SOURCE →

How to use dtSearch or dtSearch Web with OCR
Last Reviewed: January 29,
2009
Article: DTS0167
Applies
to: dtSearch 6, 7
Scanned documents are usually stored as
TIFF images, which are then converted using OCR (optical
character recognition) into a text format such as HTML or
Microsoft Word. Using dtSearch, dtSearch Desktop, or dtSearch
Web, these text documents can then be indexed and made
searchable.
In many cases, it is necessary to provide
access both to the searchable text and the original image file,
so that users can see exactly what the original document looked
like. Because web browsers cannot display TIFF images without
an image-viewing plug-in, the image files must be converted
into another format if web access is needed.
Using
PDF to combine images and text
The PDF file format provides two ways to
combine images and text in a single file. First, the "image
with hidden text" format stores the complete original TIFF
images, along with the text obtained through OCR. The text is
"hidden" because, when a user opens the PDF, the user only sees
the scanned image, not the text. Because the text is also in
the file, dtSearch can index and search it. After a search,
dtSearch, or dtSearch Web, can highlight hits directly on the
scanned image.
Another option for combining scanned images
and text in a single PDF file uses small images for the parts
of each scanned page that do not appear to be text. For
example, a picture or a signature would be stored as a small
image embedded in the page, while the rest of the page would be
converted to text. This format produces much smaller files than
the first alternative, because only a few small images are
stored for each page, instead of a complete image of the whole
page. Additionally, the text detected through OCR often becomes
more readable, because it is stored as text with font
information rather than as an image.

Data drawn from a collection
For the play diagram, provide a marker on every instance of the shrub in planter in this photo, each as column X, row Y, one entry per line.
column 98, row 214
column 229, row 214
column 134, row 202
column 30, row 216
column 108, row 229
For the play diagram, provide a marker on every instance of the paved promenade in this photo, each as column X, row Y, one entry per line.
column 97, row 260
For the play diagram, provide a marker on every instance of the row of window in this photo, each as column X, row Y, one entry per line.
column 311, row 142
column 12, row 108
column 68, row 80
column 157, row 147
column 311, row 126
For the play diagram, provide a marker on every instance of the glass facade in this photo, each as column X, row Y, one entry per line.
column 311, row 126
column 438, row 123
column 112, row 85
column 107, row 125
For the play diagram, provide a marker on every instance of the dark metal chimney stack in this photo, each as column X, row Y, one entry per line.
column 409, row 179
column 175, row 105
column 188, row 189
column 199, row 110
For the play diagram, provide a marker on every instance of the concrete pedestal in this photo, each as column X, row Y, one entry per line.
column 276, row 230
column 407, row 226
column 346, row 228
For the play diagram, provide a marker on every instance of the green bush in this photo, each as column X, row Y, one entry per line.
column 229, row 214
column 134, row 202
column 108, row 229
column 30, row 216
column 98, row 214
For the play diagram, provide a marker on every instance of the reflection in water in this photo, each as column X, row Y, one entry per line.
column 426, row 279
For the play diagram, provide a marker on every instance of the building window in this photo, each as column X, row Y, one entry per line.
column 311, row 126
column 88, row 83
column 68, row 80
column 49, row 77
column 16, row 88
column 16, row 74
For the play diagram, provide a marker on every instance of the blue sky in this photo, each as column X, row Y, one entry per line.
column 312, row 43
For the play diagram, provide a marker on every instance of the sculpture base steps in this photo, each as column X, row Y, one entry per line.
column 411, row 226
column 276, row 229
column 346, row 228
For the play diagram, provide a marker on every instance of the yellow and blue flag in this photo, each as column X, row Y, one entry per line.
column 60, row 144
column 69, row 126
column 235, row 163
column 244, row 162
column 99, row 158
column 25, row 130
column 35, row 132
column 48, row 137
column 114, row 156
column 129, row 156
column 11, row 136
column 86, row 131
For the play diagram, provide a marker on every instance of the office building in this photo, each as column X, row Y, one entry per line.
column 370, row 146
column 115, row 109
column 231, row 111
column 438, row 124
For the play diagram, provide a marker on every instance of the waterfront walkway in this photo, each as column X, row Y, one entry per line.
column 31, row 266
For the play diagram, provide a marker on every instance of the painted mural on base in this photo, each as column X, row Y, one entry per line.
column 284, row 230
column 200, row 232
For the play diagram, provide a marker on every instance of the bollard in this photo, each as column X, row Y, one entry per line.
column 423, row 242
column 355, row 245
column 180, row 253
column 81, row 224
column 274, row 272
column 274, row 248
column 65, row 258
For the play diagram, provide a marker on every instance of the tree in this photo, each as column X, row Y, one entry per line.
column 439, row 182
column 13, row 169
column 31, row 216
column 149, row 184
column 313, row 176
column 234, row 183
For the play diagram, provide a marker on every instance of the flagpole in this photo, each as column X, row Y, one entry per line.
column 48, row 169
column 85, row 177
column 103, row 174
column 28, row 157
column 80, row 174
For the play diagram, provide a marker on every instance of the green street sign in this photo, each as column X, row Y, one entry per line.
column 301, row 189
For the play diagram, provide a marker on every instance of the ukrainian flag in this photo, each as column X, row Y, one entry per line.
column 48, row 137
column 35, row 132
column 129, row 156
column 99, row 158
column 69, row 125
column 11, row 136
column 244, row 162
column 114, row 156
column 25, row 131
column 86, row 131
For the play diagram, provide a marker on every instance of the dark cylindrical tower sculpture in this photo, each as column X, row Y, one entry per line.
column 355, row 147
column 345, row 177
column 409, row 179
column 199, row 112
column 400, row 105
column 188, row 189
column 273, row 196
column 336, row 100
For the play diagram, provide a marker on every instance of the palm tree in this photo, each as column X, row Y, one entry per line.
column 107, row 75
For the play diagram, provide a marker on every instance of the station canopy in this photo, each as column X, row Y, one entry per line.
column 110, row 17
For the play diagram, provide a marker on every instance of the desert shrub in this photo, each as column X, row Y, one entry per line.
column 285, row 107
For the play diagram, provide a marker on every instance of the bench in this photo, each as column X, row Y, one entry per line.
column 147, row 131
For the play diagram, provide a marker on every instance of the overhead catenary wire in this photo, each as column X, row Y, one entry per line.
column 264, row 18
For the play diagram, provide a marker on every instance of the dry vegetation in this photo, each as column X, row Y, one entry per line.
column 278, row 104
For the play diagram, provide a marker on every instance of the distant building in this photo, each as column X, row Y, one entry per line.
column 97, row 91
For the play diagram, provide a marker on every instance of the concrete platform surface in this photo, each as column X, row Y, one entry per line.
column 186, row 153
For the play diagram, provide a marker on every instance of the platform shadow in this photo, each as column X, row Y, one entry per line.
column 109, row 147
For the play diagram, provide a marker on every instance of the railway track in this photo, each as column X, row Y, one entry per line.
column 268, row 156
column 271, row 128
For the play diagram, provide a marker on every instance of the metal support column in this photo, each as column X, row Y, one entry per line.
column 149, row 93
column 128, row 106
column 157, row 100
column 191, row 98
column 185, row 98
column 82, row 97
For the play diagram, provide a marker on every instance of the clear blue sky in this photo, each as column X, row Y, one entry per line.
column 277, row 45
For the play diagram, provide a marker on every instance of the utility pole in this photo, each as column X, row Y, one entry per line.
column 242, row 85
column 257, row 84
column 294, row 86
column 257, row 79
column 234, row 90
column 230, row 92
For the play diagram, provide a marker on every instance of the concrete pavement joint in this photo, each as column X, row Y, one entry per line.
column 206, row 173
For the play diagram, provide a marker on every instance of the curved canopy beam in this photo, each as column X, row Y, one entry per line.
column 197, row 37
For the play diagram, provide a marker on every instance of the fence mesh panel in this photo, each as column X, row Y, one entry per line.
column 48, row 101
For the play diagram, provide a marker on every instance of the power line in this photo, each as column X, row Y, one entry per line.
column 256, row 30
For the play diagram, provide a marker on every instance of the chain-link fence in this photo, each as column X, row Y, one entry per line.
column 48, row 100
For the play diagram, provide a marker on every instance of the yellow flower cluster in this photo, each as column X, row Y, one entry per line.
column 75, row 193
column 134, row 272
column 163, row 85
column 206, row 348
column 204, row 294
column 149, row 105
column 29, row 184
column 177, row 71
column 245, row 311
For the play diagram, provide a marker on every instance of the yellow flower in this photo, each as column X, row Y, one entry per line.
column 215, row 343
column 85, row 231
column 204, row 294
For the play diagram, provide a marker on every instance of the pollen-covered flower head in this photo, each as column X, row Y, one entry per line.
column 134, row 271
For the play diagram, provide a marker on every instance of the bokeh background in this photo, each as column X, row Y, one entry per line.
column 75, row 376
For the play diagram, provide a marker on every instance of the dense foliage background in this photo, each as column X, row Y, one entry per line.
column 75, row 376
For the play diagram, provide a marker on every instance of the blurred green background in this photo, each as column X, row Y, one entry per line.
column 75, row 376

THE TASK →
Return the passage from the article on using dtSearch with OCR, starting at "In many cases, it" and ending at "access is needed.", word for word. The rows have no role in any of this.

CORRECT ANSWER →
In many cases, it is necessary to provide
access both to the searchable text and the original image file,
so that users can see exactly what the original document looked
like. Because web browsers cannot display TIFF images without
an image-viewing plug-in, the image files must be converted
into another format if web access is needed.